- _Instruction_: In the entries below, change every "may span separate parts" to "can be split into several pieces" and keep everything else the same. Leave out the pictures when you write the entries again.

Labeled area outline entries
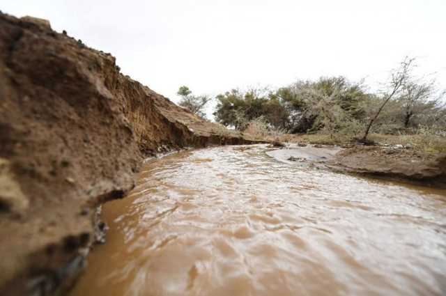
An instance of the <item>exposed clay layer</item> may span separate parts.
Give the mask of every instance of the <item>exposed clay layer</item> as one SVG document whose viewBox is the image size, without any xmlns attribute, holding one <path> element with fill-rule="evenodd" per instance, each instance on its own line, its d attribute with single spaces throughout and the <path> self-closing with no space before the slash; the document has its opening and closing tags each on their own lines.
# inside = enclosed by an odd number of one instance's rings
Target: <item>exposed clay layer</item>
<svg viewBox="0 0 446 296">
<path fill-rule="evenodd" d="M 356 146 L 344 149 L 328 162 L 343 172 L 410 181 L 446 188 L 446 155 L 413 150 Z"/>
<path fill-rule="evenodd" d="M 63 282 L 93 240 L 92 209 L 131 189 L 144 157 L 250 142 L 47 22 L 0 13 L 0 294 Z"/>
</svg>

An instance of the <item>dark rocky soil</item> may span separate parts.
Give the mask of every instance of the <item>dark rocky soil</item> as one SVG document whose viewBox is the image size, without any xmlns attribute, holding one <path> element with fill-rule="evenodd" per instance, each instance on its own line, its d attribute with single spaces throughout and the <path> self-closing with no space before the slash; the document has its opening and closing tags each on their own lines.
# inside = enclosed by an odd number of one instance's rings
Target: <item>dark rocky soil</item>
<svg viewBox="0 0 446 296">
<path fill-rule="evenodd" d="M 0 13 L 0 295 L 67 285 L 93 240 L 95 208 L 134 186 L 145 157 L 250 142 L 48 22 Z"/>
</svg>

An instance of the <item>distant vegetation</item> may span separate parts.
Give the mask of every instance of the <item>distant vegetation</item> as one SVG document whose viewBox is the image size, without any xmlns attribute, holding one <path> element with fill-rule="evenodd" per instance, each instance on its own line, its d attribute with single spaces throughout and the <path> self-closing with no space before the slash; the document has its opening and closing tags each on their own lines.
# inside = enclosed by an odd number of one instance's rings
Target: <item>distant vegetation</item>
<svg viewBox="0 0 446 296">
<path fill-rule="evenodd" d="M 212 99 L 207 95 L 194 95 L 192 91 L 187 86 L 180 86 L 177 95 L 181 97 L 178 104 L 186 108 L 193 114 L 203 118 L 206 118 L 204 108 L 208 102 Z"/>
<path fill-rule="evenodd" d="M 415 62 L 405 59 L 376 93 L 343 77 L 299 80 L 275 90 L 233 89 L 217 95 L 214 116 L 240 131 L 256 126 L 276 134 L 342 135 L 363 142 L 370 133 L 446 137 L 445 93 L 434 78 L 417 77 Z M 203 98 L 194 101 L 206 104 Z"/>
</svg>

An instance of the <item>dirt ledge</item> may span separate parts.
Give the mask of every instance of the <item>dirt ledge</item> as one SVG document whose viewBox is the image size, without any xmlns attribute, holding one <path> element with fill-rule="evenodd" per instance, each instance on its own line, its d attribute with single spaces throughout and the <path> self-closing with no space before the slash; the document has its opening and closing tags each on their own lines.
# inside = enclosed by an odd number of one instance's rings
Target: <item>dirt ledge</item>
<svg viewBox="0 0 446 296">
<path fill-rule="evenodd" d="M 0 13 L 0 295 L 66 286 L 95 240 L 95 208 L 132 188 L 144 157 L 252 142 L 49 22 Z"/>
<path fill-rule="evenodd" d="M 337 153 L 326 164 L 353 173 L 446 189 L 446 154 L 392 147 L 355 146 Z"/>
</svg>

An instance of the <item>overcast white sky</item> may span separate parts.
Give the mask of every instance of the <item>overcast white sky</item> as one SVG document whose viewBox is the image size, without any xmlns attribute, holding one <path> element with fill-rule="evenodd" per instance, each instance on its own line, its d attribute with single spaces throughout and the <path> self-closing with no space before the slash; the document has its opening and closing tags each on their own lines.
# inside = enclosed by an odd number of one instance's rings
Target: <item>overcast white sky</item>
<svg viewBox="0 0 446 296">
<path fill-rule="evenodd" d="M 344 75 L 371 86 L 406 56 L 446 86 L 446 0 L 2 0 L 0 10 L 111 52 L 121 72 L 178 101 Z"/>
</svg>

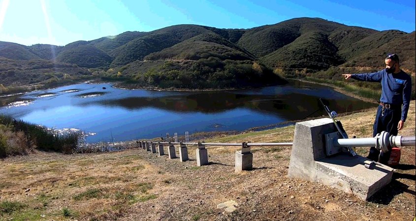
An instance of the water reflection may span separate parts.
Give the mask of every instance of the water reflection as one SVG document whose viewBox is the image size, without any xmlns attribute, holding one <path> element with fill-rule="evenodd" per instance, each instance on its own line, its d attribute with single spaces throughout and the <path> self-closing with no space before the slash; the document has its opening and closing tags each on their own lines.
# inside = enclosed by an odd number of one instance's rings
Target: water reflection
<svg viewBox="0 0 416 221">
<path fill-rule="evenodd" d="M 104 88 L 105 89 L 104 89 Z M 45 95 L 53 96 L 43 96 Z M 99 95 L 100 96 L 96 96 Z M 91 95 L 91 96 L 90 96 Z M 96 135 L 87 141 L 153 138 L 185 131 L 244 130 L 325 114 L 319 99 L 339 113 L 374 107 L 330 88 L 299 82 L 284 86 L 207 92 L 125 90 L 82 83 L 0 97 L 0 114 Z M 31 102 L 27 106 L 9 104 Z M 13 103 L 13 102 L 17 103 Z"/>
</svg>

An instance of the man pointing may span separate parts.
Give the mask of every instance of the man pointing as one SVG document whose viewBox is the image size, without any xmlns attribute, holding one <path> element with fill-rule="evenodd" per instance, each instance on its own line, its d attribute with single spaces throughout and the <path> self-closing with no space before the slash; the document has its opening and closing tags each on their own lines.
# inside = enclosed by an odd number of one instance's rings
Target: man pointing
<svg viewBox="0 0 416 221">
<path fill-rule="evenodd" d="M 382 95 L 373 127 L 373 137 L 383 131 L 397 136 L 398 131 L 404 126 L 410 103 L 412 79 L 400 69 L 399 56 L 395 54 L 388 54 L 384 62 L 385 68 L 377 72 L 342 75 L 347 80 L 352 78 L 381 83 Z M 367 158 L 387 165 L 391 153 L 389 151 L 380 154 L 380 151 L 371 147 Z"/>
</svg>

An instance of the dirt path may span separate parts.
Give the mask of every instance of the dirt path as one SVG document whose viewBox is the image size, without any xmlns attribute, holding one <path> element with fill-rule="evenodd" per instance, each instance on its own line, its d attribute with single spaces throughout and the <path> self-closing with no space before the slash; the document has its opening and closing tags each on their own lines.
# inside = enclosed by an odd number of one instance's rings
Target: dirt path
<svg viewBox="0 0 416 221">
<path fill-rule="evenodd" d="M 349 136 L 367 137 L 375 112 L 339 119 Z M 400 134 L 414 136 L 415 122 L 412 101 Z M 205 141 L 288 141 L 293 130 L 220 135 Z M 368 201 L 287 177 L 288 147 L 254 148 L 254 169 L 240 173 L 234 172 L 236 148 L 208 147 L 210 165 L 202 167 L 196 166 L 195 148 L 189 147 L 191 160 L 183 163 L 138 149 L 72 155 L 37 152 L 1 160 L 0 220 L 409 221 L 415 216 L 415 147 L 402 149 L 393 181 Z M 367 148 L 357 151 L 367 154 Z M 237 204 L 234 212 L 217 208 L 229 200 Z"/>
</svg>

- _Response_:
An instance of the <item>exposed clay layer</item> can be split into several pieces.
Give the mask of every instance of the <item>exposed clay layer</item> as one SVG document whose viewBox is the image size, without any xmlns attribute, holding one <path> element with fill-rule="evenodd" per instance, each instance on its own line, its d attribute with single spaces throughout and the <path> self-closing with no space before the slash; the document has its opening and closing tags each on their own lines.
# inside = enclosed by an odd number of one instance's rings
Target: <item>exposed clay layer</item>
<svg viewBox="0 0 446 296">
<path fill-rule="evenodd" d="M 356 146 L 344 149 L 328 162 L 343 172 L 410 181 L 446 188 L 446 155 L 413 150 Z"/>
<path fill-rule="evenodd" d="M 63 282 L 93 240 L 92 209 L 131 189 L 144 157 L 250 142 L 47 22 L 0 13 L 0 294 Z"/>
</svg>

An instance of the <item>dark rocky soil</item> can be split into several pieces.
Give the mask of every instance of the <item>dark rocky soil</item> as one SVG document whose viewBox is the image size, without any xmlns attribute, holding one <path> element with fill-rule="evenodd" per instance, each instance on its own line, its d attribute with single spaces throughout and the <path> self-closing with no space before the slash; the document has its opening and closing tags each on their own lines.
# inside = enclosed by an odd number of one instance's rings
Target: <item>dark rocky soil</item>
<svg viewBox="0 0 446 296">
<path fill-rule="evenodd" d="M 0 13 L 0 295 L 67 285 L 93 240 L 95 208 L 134 186 L 145 157 L 250 142 L 48 22 Z"/>
</svg>

An instance of the <item>distant vegetation</item> can be split into several pieces.
Give the mask of every instance of the <item>distant vegetation</item> as one SVG document whose viewBox is the image size, without any xmlns attribute, holding one <path> element with fill-rule="evenodd" per instance, each instance on its own line, its d attribute with single spaces throughout and the <path> self-closing with no space before the slash; the document has its opening and closing tags each on their own lines.
# inside = enclosed by an odd number of one instance's rings
Target: <item>distant vegetation</item>
<svg viewBox="0 0 446 296">
<path fill-rule="evenodd" d="M 212 99 L 207 95 L 194 95 L 192 91 L 187 86 L 180 86 L 177 95 L 181 97 L 178 104 L 186 108 L 193 114 L 203 118 L 206 118 L 204 108 L 208 102 Z"/>
<path fill-rule="evenodd" d="M 415 62 L 405 59 L 376 93 L 343 77 L 299 80 L 275 90 L 233 89 L 217 95 L 214 116 L 240 131 L 256 126 L 276 134 L 342 135 L 363 142 L 370 133 L 446 137 L 445 93 L 434 78 L 417 77 Z M 203 98 L 194 101 L 206 104 Z"/>
</svg>

An instance of the <item>dirt ledge</item> can be split into several pieces.
Give the mask of every instance of the <item>dirt ledge</item> as one SVG document whose viewBox is the image size, without any xmlns attribute, holding one <path> element with fill-rule="evenodd" per instance, each instance on its own line, its d attribute with single spaces throughout and the <path> self-closing with no space before the slash; the document has its opening and closing tags each on their own lines.
# inside = enclosed by an odd number of one instance's rings
Target: <item>dirt ledge</item>
<svg viewBox="0 0 446 296">
<path fill-rule="evenodd" d="M 0 13 L 0 295 L 66 286 L 95 240 L 95 208 L 132 188 L 144 157 L 252 142 L 49 22 Z"/>
<path fill-rule="evenodd" d="M 337 153 L 326 164 L 353 173 L 446 189 L 446 154 L 392 147 L 355 146 Z"/>
</svg>

An instance of the <item>overcast white sky</item> can be split into several pieces.
Give the mask of every instance of the <item>overcast white sky</item> as one SVG document whose viewBox is the image size, without any xmlns attribute, holding one <path> element with fill-rule="evenodd" per instance, each instance on its own line, its d attribute with single spaces throughout and the <path> self-closing with no space before the slash; the document has its opening and closing tags each on their own lines.
# inside = enclosed by an odd number of one instance's rings
Target: <item>overcast white sky</item>
<svg viewBox="0 0 446 296">
<path fill-rule="evenodd" d="M 344 75 L 371 86 L 406 56 L 446 86 L 446 0 L 2 0 L 0 10 L 111 52 L 121 72 L 178 101 Z"/>
</svg>

An instance of the water reflection can be split into several pieces.
Give the mask of every instance of the water reflection as one SVG document whose viewBox is the image size, without any xmlns attribute, holding one <path> element with fill-rule="evenodd" per instance, each instance on its own line, its d attribute with single spaces throughout and the <path> self-closing with no space before the slash; the document has its opening and closing tags each on their own lines.
# inside = enclosed by an odd number of one instance's rings
Target: water reflection
<svg viewBox="0 0 416 221">
<path fill-rule="evenodd" d="M 104 88 L 105 89 L 104 89 Z M 45 95 L 53 96 L 43 96 Z M 99 95 L 100 96 L 96 96 Z M 91 95 L 91 96 L 90 96 Z M 96 135 L 87 141 L 153 138 L 185 131 L 244 130 L 325 114 L 319 99 L 339 113 L 374 107 L 330 88 L 299 82 L 284 86 L 207 92 L 125 90 L 82 83 L 0 97 L 0 114 Z M 31 102 L 27 106 L 9 104 Z M 13 103 L 13 102 L 17 103 Z"/>
</svg>

An instance of the man pointing can be split into several pieces.
Give the mask of every instance of the man pointing as one SVG document whose viewBox is the image size, without any xmlns attribute, holding one <path> element with fill-rule="evenodd" per instance, each instance on its own line, its d attribute with single spaces throughout and the <path> self-closing with no space before the slash; the document has its opening and closing tags each on their own lines.
# inside = enclosed by an odd number of one instance's rings
Target: man pointing
<svg viewBox="0 0 416 221">
<path fill-rule="evenodd" d="M 382 95 L 373 127 L 373 137 L 383 131 L 397 136 L 398 131 L 404 126 L 410 103 L 412 79 L 400 69 L 399 56 L 395 54 L 388 54 L 384 62 L 385 68 L 377 72 L 342 75 L 347 80 L 352 78 L 381 83 Z M 367 158 L 387 165 L 391 153 L 389 151 L 380 154 L 380 151 L 371 147 Z"/>
</svg>

An instance of the dirt path can be split into several pieces.
Give the mask of every instance of the dirt path as one SVG document whose viewBox is the image size, without any xmlns attribute, holding one <path> element with fill-rule="evenodd" per instance, each instance on its own line, its d attribute with single spaces throughout and the <path> self-closing with no space before the slash; the document has its opening and closing tags each on their own lines.
# inside = enclosed by an odd number of one instance's rings
Target: dirt path
<svg viewBox="0 0 416 221">
<path fill-rule="evenodd" d="M 349 136 L 367 137 L 375 112 L 339 119 Z M 400 134 L 414 136 L 415 122 L 412 101 Z M 205 141 L 288 141 L 293 130 L 220 135 Z M 368 201 L 287 177 L 288 147 L 254 148 L 254 169 L 240 173 L 234 172 L 236 148 L 208 147 L 210 165 L 202 167 L 196 166 L 195 148 L 189 147 L 191 160 L 183 163 L 138 149 L 72 155 L 37 152 L 1 160 L 0 220 L 409 221 L 415 216 L 415 147 L 402 149 L 393 181 Z M 367 148 L 357 151 L 367 154 Z M 237 204 L 234 212 L 217 208 L 229 200 Z"/>
</svg>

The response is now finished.